Start of Block

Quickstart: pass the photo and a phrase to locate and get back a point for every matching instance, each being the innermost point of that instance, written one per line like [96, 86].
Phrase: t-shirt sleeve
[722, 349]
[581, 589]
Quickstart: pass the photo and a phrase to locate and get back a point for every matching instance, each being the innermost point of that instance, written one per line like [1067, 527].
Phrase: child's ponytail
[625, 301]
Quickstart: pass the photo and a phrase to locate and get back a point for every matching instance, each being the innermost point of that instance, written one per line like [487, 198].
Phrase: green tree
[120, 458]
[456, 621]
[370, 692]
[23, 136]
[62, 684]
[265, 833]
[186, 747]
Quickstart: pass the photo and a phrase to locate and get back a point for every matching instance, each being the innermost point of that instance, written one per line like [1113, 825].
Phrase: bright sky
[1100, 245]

End of Block

_EXERCISE REQUIREMENTS_: Return exactly what appears in the records from the line with "like [1113, 825]." through the final line, and nothing else.

_THE ANSWER_:
Quickstart: pass the photo and a phrase to locate and get back a point for every matching instance, each being the innermost point of that instance, written one per line like [1113, 825].
Phrase: bright sky
[1100, 245]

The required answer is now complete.